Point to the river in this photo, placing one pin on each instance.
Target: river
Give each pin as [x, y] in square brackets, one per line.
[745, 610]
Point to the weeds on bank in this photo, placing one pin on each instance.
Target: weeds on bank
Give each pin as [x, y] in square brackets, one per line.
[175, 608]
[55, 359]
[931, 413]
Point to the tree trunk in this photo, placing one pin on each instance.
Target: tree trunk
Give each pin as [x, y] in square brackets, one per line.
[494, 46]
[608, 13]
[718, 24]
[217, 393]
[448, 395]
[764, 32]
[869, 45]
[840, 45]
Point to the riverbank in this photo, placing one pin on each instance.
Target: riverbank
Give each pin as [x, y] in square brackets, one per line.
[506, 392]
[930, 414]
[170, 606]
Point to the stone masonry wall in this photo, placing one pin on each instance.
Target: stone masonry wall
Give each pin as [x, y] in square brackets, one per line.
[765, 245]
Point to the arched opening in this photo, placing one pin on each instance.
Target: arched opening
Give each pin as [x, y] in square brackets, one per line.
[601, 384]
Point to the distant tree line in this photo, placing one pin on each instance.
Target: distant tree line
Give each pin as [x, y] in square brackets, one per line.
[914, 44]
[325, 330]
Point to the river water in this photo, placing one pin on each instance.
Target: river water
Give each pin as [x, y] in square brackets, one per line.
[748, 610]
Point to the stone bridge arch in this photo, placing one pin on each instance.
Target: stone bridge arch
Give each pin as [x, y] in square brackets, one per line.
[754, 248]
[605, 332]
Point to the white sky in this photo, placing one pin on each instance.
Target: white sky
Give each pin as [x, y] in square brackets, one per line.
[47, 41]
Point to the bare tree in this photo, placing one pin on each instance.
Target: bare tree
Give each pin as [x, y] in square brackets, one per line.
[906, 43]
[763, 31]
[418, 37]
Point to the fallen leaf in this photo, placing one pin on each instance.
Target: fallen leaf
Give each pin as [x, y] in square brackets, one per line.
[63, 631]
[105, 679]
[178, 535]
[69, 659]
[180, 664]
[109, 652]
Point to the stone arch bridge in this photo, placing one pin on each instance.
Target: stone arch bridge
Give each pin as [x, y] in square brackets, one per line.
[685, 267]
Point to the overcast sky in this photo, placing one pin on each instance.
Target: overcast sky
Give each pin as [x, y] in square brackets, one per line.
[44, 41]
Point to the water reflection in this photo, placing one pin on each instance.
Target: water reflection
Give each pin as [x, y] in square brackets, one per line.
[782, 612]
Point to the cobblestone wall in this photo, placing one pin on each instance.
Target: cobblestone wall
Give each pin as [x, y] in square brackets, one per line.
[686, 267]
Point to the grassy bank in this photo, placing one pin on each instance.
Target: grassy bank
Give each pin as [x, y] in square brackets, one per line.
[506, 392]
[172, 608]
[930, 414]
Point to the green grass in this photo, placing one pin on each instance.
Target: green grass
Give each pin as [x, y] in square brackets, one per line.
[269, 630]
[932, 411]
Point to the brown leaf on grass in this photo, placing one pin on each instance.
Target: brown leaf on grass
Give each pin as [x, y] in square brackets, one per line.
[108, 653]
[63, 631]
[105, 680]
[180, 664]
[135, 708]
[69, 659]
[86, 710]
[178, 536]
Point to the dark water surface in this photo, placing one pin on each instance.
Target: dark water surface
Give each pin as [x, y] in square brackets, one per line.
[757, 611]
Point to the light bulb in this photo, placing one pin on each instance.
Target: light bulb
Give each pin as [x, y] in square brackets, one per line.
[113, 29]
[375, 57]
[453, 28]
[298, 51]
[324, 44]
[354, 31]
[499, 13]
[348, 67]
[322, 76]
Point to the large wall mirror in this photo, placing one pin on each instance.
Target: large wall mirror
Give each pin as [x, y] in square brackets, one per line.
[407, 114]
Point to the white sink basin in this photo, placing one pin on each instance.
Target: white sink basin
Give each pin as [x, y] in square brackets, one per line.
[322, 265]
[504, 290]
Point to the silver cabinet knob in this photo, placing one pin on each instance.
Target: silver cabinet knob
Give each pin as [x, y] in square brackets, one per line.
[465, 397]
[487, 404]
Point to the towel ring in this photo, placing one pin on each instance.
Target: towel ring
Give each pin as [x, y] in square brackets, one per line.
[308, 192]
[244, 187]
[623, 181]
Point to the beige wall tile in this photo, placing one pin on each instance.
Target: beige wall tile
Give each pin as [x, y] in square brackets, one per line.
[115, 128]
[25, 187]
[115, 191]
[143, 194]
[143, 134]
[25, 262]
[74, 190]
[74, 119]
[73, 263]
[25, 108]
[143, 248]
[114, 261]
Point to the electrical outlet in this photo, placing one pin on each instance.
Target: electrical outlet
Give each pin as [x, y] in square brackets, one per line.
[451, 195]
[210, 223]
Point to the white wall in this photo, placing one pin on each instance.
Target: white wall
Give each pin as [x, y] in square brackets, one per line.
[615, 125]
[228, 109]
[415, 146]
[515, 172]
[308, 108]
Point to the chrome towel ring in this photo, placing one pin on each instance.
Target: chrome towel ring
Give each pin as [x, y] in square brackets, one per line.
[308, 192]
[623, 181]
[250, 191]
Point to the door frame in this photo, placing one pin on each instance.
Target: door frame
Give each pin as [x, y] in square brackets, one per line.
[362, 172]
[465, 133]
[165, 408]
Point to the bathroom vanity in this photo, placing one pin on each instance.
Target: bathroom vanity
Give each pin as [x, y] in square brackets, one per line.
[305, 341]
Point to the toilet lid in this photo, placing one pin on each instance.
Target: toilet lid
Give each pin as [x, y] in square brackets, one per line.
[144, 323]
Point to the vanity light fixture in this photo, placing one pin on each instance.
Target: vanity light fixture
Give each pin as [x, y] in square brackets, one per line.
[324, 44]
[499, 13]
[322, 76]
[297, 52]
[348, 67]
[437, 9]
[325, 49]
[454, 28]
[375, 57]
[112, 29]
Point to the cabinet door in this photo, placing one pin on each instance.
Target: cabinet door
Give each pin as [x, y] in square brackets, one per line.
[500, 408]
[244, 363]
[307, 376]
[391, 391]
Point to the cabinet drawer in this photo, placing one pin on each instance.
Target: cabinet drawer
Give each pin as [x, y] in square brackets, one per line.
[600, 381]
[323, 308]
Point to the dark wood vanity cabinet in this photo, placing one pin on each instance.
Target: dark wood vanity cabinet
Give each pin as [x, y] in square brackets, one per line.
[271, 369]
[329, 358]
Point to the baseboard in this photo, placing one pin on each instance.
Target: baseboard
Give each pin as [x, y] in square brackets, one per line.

++++

- [Stated exercise]: Reproduce all the data word for word.

- [Problem solution]:
Point to the river in this photo, placing one pin on each instance.
Target: river
Give each pin as [x, y] in square brackets, one per line.
[745, 610]
Point to the weeds on bank in this photo, placing one pin on each instance.
Target: weeds on bank
Give each pin as [x, y] in square brackets, one per line.
[175, 608]
[55, 359]
[931, 413]
Point to the tree trunk in this photo, placing one pin on each instance.
Target: tree trunk
Give each pin as [x, y] in square brackets, one per line.
[494, 46]
[608, 13]
[718, 24]
[217, 393]
[448, 395]
[764, 32]
[869, 45]
[840, 45]
Point to the riverbank in this photo, placing one pin on each instance.
Target: riverbank
Give each pin as [x, y] in square brackets, one per line.
[506, 392]
[930, 414]
[170, 606]
Point to the stone masonry wall in this photo, placing one pin on each instance.
Target: stone masonry wall
Give each pin as [x, y] in square brackets, one per line.
[765, 245]
Point to the arched opening in this photo, placing one pin on each instance.
Target: arched opening
Give each pin as [x, y] in square brackets, one per line.
[601, 384]
Point to the distant tree line in this photo, placing one pin on each instance.
Target: distant tree line
Give each pin as [x, y] in square brackets, one per line.
[914, 44]
[325, 330]
Point to the river water in this photo, placing one pin on each instance.
Target: river water
Give each pin as [x, y] in square brackets, one per line.
[748, 610]
Point to the stone bridge arch in this photo, placing one pin on each instance.
Target: stone bridge arch
Give each pin as [x, y] in square brackets, one per line.
[754, 248]
[605, 332]
Point to the white sky in this photo, placing one pin on each instance.
Target: white sky
Give each pin as [x, y] in square brackets, one per line.
[47, 41]
Point to the bare tree in this photo, placing one pin on each instance.
Target: bare tree
Give each pin as [x, y] in square brackets, one per line.
[906, 43]
[763, 31]
[418, 37]
Point to the fallen leaf in this photo, placing one pin on each instance.
Target: fallen leaf
Give each pin as [x, y] in square brackets, one per line.
[63, 631]
[105, 679]
[178, 535]
[69, 659]
[180, 664]
[109, 652]
Point to the stone arch bridge in this photo, placing one pin on each instance.
Target: stone arch bridge
Give each pin as [x, y] in square brackets, one per line.
[685, 267]
Point to the overcast sky in this photo, placing one pin on each instance.
Target: overcast sky
Give each pin as [x, y] in square brackets, one per line.
[44, 41]
Point to the water reflection in this photo, placing one pin on each instance.
Target: water reflection
Give each pin as [x, y] in square brackets, one per line.
[782, 612]
Point to the cobblestone wall in this photo, placing one pin on each instance.
Target: cobblestone wall
Give each pin as [x, y] in square brackets, one per line.
[686, 267]
Point to the grassy bank in this photo, placing one pin on each instance.
Target: grassy bank
Give each pin as [x, y] in square brackets, one per line.
[506, 392]
[172, 608]
[930, 414]
Point to the green grass in this photo, placing one pin on each instance.
Target: green grass
Give each pin as [x, y] in square brackets, one per line.
[269, 630]
[932, 411]
Point to the brown leaf on grass in this photo, placing one pin on each instance.
Target: brown leaf on grass
Give each pin as [x, y] in square brackets, one per line.
[108, 653]
[63, 631]
[105, 680]
[180, 664]
[135, 708]
[69, 659]
[86, 710]
[178, 536]
Point to the dark water surface in this photo, placing one pin on each instance.
Target: dark water surface
Give each pin as [x, y] in square brackets, one per line.
[757, 611]
Point to the light bulb in this photo, placing one pin on each instance.
Target: light bulb
Give each pin as [x, y] in square brackets, one per line.
[113, 29]
[375, 57]
[453, 28]
[298, 51]
[324, 44]
[354, 31]
[499, 13]
[348, 67]
[322, 76]
Point to the large wall mirror in this photo, placing one pin on each instance.
Target: large wall mirror
Give each pin as [x, y] in square brackets, one per line.
[407, 114]
Point to the white sink basin in this photo, placing one pin on each instance.
Target: white sink basin
Give each pin as [x, y] in square brackets, one per line.
[322, 265]
[504, 290]
Point to the silver cabinet knob in this photo, placing one pin on each instance.
Target: silver cabinet knob
Give each pin as [x, y] in square brackets, one per line.
[465, 397]
[487, 404]
Point to the towel ring in this photo, placing one pin on each instance.
Target: towel ring
Give each pin as [x, y] in square brackets, one per line.
[308, 192]
[244, 187]
[623, 181]
Point to the beige wall tile in this photo, placing one pin on each instance.
Target: beige wall tile
Give each pin as [x, y] in square brackets, one per line.
[115, 128]
[25, 187]
[115, 191]
[143, 194]
[143, 134]
[25, 262]
[74, 190]
[74, 119]
[73, 263]
[25, 108]
[143, 248]
[114, 261]
Point to the electrical outlet in this photo, placing one pin on each instance.
Target: electrical outlet
Give each pin as [x, y] in square brackets, one per line.
[451, 195]
[210, 223]
Point to the white wall in this photo, placing one pin on each instance.
Target: white wall
Give each pin as [x, y] in square brackets, one per line.
[615, 125]
[228, 109]
[415, 146]
[515, 172]
[308, 108]
Point to the chrome towel ring in this photo, placing one pin on each instance.
Target: chrome towel ring
Give each pin as [x, y] in square brackets, one per line.
[308, 192]
[623, 181]
[250, 191]
Point to the door frame in this photo, placing one pin on each instance.
Target: door frame
Give each pin as [x, y] in square brackets, one per line.
[362, 172]
[465, 133]
[165, 408]
Point to the bathroom vanity in this photo, placing one pin on each instance.
Target: bathroom vanity
Give each pin as [x, y] in square brackets, one per line.
[305, 341]
Point to the toilet lid in this photo, placing one pin on each instance.
Target: toilet lid
Give each pin as [x, y] in square brackets, one per line.
[144, 323]
Point to the vanity light fixture in this photo, placing one pin on each instance.
Target: vanity light fixture
Give each pin as [x, y] in square brackets, one per line.
[324, 44]
[499, 13]
[322, 76]
[297, 52]
[348, 67]
[437, 9]
[325, 49]
[454, 28]
[375, 57]
[112, 29]
Point to the cabinet door in this photo, placing one pin on each instance.
Target: cabinet door
Give each pin as [x, y] in square brackets, one per line.
[500, 408]
[244, 363]
[307, 376]
[391, 391]
Point to the cabinet drawer in this photo, placing one pin on each instance.
Target: cabinet drawer
Give each pin as [x, y] in square brackets, one per line.
[600, 381]
[323, 308]
Point to the dark wood vanity cabinet in this photo, placing one pin on each instance.
Target: dark wood vanity cabinet
Give each pin as [x, y] in square brackets, one per line.
[271, 369]
[329, 358]
Point to the baseboard in this photo, placing one pin on each instance.
Target: baseboard
Give each pin as [x, y] in square brackets, one per line.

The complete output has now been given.